= Texte fourni =
--
Les mathématiques
Article mis en ligne le 2 juin 2023
dernière modification le 25 mai 2023

On a beaucoup glosé sur la connaissance avancée que les anciens égyptiens auraient eu des mathématiques. S’il faut se rappeler que les Grecs pour qui l’Egypte était la mère de toute sagesse, lui doivent beaucoup en ce domaine, il faut convenir du fait que, tout comme celle de l’écriture, l’approche que l’égyptien a pu avoir des mathématiques demeure, durant la quasi-totalité de l’histoire égyptienne, d’ordre pragmatique et, de ce fait même, limité.
Dés l’abord, la rareté même des sources traitant directement de cette matière doit inciter à la prudence ; ce qui suit doit rester à l’esprit du lecteur comme une suite de considérations générales tirées de ce qui ne peut être vraisemblablement qu’une petit groupe de cas particuliers riches d’enseignements. En effet, la documentation accessible comporte quatre papyri (ceux de Berlin, Moscou, Kahoun et surtout le fameux Papyrus Rhind du British Muséum), le rouleau de cuir de Berlin et deux tablettes de bois. Ces documents écrits en hiératique sont complétés par une série de papyri démotiques de l’époque ptolémaïque.
--
= Données =
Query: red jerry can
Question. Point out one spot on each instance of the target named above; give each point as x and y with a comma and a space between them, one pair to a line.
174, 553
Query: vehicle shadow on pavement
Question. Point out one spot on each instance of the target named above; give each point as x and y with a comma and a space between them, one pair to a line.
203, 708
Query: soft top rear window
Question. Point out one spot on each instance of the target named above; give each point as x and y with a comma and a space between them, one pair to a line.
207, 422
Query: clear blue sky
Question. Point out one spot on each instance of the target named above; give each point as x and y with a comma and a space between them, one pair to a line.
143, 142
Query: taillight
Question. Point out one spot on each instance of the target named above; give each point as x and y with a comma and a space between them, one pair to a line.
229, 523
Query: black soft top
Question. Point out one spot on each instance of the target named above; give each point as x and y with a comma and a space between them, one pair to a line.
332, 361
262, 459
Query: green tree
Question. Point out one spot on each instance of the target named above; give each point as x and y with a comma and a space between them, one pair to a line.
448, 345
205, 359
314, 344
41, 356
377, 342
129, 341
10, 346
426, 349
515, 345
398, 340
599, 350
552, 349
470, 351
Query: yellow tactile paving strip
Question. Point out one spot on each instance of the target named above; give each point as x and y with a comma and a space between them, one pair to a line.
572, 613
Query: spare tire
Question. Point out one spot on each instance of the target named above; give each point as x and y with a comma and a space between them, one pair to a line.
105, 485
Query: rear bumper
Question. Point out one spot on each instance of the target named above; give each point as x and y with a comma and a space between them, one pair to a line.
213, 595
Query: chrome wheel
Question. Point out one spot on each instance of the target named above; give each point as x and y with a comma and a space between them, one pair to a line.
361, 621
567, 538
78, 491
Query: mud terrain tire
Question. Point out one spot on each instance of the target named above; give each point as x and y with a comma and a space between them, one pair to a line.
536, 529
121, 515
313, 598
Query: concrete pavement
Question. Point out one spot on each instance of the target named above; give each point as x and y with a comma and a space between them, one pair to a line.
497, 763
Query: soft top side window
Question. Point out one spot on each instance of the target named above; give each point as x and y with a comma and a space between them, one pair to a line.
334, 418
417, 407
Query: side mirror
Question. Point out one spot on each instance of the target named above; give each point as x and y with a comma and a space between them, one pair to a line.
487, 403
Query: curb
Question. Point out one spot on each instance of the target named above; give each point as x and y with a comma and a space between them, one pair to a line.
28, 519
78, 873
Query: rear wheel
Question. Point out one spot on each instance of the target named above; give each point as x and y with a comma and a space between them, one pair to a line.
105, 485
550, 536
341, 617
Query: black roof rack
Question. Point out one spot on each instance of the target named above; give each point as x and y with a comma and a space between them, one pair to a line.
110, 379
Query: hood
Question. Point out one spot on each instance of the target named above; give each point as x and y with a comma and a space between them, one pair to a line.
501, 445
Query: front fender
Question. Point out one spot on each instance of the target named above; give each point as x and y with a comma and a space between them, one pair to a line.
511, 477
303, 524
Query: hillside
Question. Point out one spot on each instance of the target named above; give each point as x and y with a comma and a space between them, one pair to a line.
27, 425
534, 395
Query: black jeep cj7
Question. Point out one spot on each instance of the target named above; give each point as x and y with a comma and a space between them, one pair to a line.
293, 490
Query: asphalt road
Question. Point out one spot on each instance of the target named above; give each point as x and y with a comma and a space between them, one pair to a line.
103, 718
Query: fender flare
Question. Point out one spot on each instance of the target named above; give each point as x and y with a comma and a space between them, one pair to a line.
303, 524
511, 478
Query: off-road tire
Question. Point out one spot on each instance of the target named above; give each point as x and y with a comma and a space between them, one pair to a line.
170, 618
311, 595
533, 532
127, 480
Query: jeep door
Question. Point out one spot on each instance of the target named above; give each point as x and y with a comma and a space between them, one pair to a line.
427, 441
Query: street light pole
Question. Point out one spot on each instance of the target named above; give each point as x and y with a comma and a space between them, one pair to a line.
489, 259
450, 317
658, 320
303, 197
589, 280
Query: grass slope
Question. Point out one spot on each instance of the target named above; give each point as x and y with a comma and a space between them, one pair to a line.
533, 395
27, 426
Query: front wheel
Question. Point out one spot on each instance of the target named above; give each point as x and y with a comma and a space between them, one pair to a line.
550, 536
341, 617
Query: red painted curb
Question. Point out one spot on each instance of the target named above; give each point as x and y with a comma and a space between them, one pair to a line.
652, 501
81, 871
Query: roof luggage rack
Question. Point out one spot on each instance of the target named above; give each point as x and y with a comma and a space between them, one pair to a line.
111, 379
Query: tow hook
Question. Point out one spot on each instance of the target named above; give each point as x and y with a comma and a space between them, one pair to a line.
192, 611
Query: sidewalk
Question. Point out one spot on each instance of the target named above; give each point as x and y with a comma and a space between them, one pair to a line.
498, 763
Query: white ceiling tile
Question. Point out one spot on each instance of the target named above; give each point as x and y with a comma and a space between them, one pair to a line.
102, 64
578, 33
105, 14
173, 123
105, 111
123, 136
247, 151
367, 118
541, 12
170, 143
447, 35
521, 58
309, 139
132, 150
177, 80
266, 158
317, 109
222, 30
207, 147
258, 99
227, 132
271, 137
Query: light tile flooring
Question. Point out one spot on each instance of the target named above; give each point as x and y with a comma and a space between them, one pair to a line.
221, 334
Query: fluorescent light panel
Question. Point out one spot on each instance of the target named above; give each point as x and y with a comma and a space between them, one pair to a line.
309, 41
--
= Votre objectif =
D'après le texte sur les mathématiques égyptiennes, quel papyrus est conservé au British Muséum, s'il vous plaît ?

= Solution =
Le Papyrus Rhind.